▶ _Work order_
Print the listing below in its entirety, character for character.

▶

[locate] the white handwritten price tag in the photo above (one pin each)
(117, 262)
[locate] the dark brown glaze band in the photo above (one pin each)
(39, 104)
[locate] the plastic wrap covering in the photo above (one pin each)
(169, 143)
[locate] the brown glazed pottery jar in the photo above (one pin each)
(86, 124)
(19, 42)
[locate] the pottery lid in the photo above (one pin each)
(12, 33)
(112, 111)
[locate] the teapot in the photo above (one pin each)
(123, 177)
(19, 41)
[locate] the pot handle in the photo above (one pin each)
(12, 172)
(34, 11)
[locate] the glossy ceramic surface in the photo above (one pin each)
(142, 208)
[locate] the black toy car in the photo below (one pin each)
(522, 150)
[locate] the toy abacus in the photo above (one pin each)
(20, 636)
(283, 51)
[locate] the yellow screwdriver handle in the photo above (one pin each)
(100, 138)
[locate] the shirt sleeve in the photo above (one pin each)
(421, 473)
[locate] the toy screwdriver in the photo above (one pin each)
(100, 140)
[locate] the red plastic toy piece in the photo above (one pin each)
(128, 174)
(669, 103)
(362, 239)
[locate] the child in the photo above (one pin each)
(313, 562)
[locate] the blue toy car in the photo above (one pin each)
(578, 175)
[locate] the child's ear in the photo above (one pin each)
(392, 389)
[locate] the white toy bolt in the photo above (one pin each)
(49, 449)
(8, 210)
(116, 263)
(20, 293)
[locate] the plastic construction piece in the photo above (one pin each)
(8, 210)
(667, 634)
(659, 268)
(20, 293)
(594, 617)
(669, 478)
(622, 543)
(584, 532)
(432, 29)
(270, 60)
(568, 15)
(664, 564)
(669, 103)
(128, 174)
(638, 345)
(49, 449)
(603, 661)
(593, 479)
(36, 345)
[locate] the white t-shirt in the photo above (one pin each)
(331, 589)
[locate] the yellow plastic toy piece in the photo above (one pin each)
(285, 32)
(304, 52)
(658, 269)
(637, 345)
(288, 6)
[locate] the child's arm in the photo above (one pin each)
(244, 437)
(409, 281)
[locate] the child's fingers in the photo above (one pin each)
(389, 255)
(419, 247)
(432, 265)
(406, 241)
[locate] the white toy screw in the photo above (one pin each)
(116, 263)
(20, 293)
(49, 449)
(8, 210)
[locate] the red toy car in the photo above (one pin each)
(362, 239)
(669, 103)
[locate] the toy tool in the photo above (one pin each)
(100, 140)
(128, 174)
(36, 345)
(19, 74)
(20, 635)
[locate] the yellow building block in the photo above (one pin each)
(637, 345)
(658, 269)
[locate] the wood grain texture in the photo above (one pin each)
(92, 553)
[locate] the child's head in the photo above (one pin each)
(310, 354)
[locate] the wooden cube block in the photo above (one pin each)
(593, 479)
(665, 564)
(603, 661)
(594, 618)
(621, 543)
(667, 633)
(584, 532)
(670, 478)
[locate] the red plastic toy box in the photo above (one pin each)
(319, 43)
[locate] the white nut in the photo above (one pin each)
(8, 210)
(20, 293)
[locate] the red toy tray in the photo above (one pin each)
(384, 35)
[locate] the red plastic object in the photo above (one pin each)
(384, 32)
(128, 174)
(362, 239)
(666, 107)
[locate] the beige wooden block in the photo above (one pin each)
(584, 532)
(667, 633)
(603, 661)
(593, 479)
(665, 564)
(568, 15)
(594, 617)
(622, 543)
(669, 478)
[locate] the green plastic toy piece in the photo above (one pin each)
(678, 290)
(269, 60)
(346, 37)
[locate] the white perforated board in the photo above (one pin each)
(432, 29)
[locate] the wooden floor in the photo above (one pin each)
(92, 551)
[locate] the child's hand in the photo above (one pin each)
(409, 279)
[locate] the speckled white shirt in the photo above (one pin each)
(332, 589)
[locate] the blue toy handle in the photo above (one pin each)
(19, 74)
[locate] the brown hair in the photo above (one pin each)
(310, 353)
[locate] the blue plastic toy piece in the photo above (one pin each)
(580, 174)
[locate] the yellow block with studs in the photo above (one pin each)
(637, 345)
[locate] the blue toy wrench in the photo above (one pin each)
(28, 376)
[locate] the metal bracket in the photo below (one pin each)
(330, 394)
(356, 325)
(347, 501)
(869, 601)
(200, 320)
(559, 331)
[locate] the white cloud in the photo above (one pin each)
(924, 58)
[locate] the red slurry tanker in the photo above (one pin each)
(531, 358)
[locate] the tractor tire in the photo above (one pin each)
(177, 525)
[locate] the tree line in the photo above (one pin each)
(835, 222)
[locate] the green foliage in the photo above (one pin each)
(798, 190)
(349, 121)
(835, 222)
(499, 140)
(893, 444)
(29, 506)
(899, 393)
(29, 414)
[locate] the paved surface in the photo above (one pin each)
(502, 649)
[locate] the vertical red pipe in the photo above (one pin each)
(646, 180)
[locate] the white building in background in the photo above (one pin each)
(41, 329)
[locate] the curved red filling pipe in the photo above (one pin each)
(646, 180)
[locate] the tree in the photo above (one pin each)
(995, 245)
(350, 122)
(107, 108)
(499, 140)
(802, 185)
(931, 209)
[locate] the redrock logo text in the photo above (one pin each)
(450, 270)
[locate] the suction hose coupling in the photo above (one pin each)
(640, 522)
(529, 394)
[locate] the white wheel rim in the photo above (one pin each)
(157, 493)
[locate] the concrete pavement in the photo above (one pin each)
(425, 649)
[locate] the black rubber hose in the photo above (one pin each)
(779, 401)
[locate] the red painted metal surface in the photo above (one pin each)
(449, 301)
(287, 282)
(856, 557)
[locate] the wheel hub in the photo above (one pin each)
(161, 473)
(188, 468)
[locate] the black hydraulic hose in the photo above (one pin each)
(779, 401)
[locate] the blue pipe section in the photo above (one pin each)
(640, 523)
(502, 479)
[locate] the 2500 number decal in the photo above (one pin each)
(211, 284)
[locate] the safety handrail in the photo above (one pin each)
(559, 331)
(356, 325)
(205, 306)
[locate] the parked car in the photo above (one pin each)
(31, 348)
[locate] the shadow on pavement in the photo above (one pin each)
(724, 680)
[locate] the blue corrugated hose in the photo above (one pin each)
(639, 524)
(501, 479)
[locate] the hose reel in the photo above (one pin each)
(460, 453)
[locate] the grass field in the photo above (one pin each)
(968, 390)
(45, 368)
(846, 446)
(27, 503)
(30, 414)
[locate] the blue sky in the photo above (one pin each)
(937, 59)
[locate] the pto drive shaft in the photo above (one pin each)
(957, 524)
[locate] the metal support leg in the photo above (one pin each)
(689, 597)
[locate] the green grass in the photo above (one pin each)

◀

▶ _Expected output_
[locate] the white handwritten price tag in the photo above (one pin each)
(117, 262)
[locate] the dark brown glaze band in the photo above (one pin each)
(39, 104)
[locate] the plastic wrap covering in the photo above (one pin each)
(169, 143)
[locate] the brown glazed pottery jar in the photo above (one pin each)
(86, 124)
(19, 42)
[locate] the pottery lid in the photo above (one pin each)
(12, 33)
(112, 111)
[locate] the teapot in the photo above (one pin each)
(123, 177)
(19, 41)
[locate] the pot handle in the photo above (one pin each)
(12, 172)
(34, 11)
[locate] the glossy ceramic surface in the photo above (one pin each)
(142, 208)
[locate] the black toy car in the photo below (one pin each)
(522, 150)
[locate] the toy abacus in the photo above (one pin each)
(20, 636)
(283, 51)
[locate] the yellow screwdriver handle in the photo above (one pin each)
(100, 138)
[locate] the shirt sleeve in the photo above (one pin each)
(421, 473)
[locate] the toy screwdriver in the photo above (one pin each)
(100, 140)
[locate] the red plastic toy piece in the photo above (one pin each)
(128, 174)
(669, 103)
(362, 239)
[locate] the child in the photo above (one pin each)
(313, 562)
[locate] the blue toy car in the photo above (one pin each)
(578, 175)
[locate] the child's ear in the photo above (one pin each)
(392, 389)
[locate] the white toy bolt in the photo above (one pin each)
(49, 449)
(8, 210)
(116, 263)
(20, 293)
[locate] the plastic construction piece in the photo above (one pin each)
(8, 210)
(667, 634)
(659, 268)
(20, 293)
(594, 617)
(669, 478)
(622, 543)
(584, 532)
(432, 29)
(270, 60)
(568, 15)
(664, 564)
(669, 103)
(128, 174)
(638, 345)
(49, 449)
(603, 661)
(593, 479)
(36, 345)
[locate] the white t-shirt in the photo above (one pin each)
(331, 589)
[locate] the yellow plastic toy piece in the photo above (one pin each)
(285, 32)
(304, 52)
(658, 269)
(637, 345)
(288, 6)
[locate] the child's arm in the photo above (one pin each)
(244, 437)
(409, 281)
[locate] the child's fingers in the photo above (one pin each)
(389, 255)
(419, 247)
(432, 265)
(406, 241)
[locate] the white toy screw in the photo above (one pin each)
(116, 263)
(20, 293)
(49, 449)
(8, 210)
[locate] the red toy car in the photo above (one pin each)
(362, 239)
(669, 103)
[locate] the toy tool in the photo above (one pin each)
(100, 140)
(128, 174)
(36, 345)
(19, 74)
(20, 635)
[locate] the yellow building block in the photo above (one pin each)
(637, 345)
(658, 269)
[locate] the wood grain texture in the photo above (one pin each)
(92, 553)
[locate] the child's head in the photo above (one pin each)
(310, 354)
[locate] the wooden cube block in the photo above (one pin each)
(593, 479)
(665, 564)
(603, 661)
(594, 618)
(621, 543)
(667, 633)
(584, 532)
(670, 478)
[locate] the red plastic toy box in the photo above (one pin each)
(319, 43)
[locate] the white nut in the photo above (one pin each)
(8, 210)
(20, 293)
[locate] the red toy tray in the photo above (one pin each)
(384, 35)
[locate] the red plastic object in the photo above (one pin each)
(384, 32)
(128, 174)
(362, 239)
(666, 107)
[locate] the beige wooden block in the photo above (one pin each)
(584, 532)
(667, 633)
(603, 661)
(593, 479)
(665, 564)
(568, 15)
(594, 617)
(622, 543)
(669, 478)
[locate] the green plastic toy piece in the photo above (one pin each)
(678, 290)
(269, 60)
(346, 37)
[locate] the white perforated board in the photo above (one pin each)
(432, 29)
[locate] the wooden floor in the photo above (one pin each)
(92, 551)
[locate] the child's hand in the photo above (one pin each)
(409, 279)
[locate] the speckled white shirt in the photo above (one pin each)
(332, 589)
[locate] the blue toy handle in the photo above (one pin each)
(19, 74)
[locate] the brown hair in the photo above (one pin each)
(310, 353)
[locate] the blue plastic toy piece in the photo above (one pin each)
(580, 174)
[locate] the yellow block with studs in the photo above (one pin each)
(637, 345)
[locate] the blue toy wrench in the photo above (one pin each)
(28, 376)
[locate] the metal bracket in the photo below (one pin each)
(330, 394)
(356, 325)
(347, 501)
(869, 601)
(200, 320)
(559, 331)
[locate] the white cloud in the photo above (one pin each)
(924, 58)
[locate] the red slurry tanker in the photo above (one pin each)
(531, 358)
[locate] the tractor tire in the photo above (one pin each)
(177, 525)
[locate] the tree line in the photo above (one pin each)
(835, 222)
[locate] the green foliage in the photo above (one pin each)
(798, 190)
(349, 121)
(835, 222)
(499, 140)
(893, 444)
(29, 506)
(899, 393)
(29, 414)
[locate] the paved surface in the photo above (one pin each)
(502, 649)
[locate] the vertical red pipe in the photo above (one pin each)
(646, 180)
[locate] the white building in background in the photo above (one pin each)
(41, 329)
[locate] the curved red filling pipe in the photo above (one pin each)
(646, 180)
[locate] the tree in the photo above (one pin each)
(995, 245)
(350, 122)
(107, 108)
(499, 140)
(802, 185)
(931, 209)
[locate] the redrock logo text in the photo above (one pin each)
(450, 270)
[locate] the suction hose coupling in the photo above (one pin each)
(640, 522)
(529, 394)
[locate] the white wheel rim in the photo above (one pin each)
(157, 493)
[locate] the concrete pavement in the photo above (one pin each)
(425, 649)
[locate] the black rubber hose in the photo above (one pin each)
(779, 401)
[locate] the red painted metal surface in the photo above (one pin each)
(449, 301)
(287, 282)
(856, 557)
[locate] the wheel hub in the photo above (one pin each)
(161, 473)
(188, 468)
[locate] the black hydraulic hose in the photo above (one pin each)
(779, 401)
[locate] the blue pipe section in the photo above (one pin each)
(640, 523)
(502, 479)
[locate] the 2500 number decal in the photo above (one pin each)
(211, 284)
[locate] the safety handrail in the photo above (one pin each)
(559, 331)
(356, 325)
(205, 306)
[locate] the parked car in the photo above (one pin each)
(31, 348)
[locate] the shadow on pavement in the photo above (one pin each)
(724, 680)
[locate] the blue corrugated hose in the photo above (one pin each)
(639, 524)
(501, 479)
[locate] the hose reel in the photo above (one pin each)
(460, 453)
[locate] the grass field in the photo above (one pin each)
(968, 390)
(45, 368)
(846, 446)
(27, 503)
(30, 414)
[locate] the blue sky in the photo above (one pin each)
(937, 59)
[locate] the pto drive shaft in the photo above (one pin each)
(957, 524)
[locate] the metal support leg in the photo above (one pin each)
(689, 597)
[locate] the green grass in the photo above (one pin each)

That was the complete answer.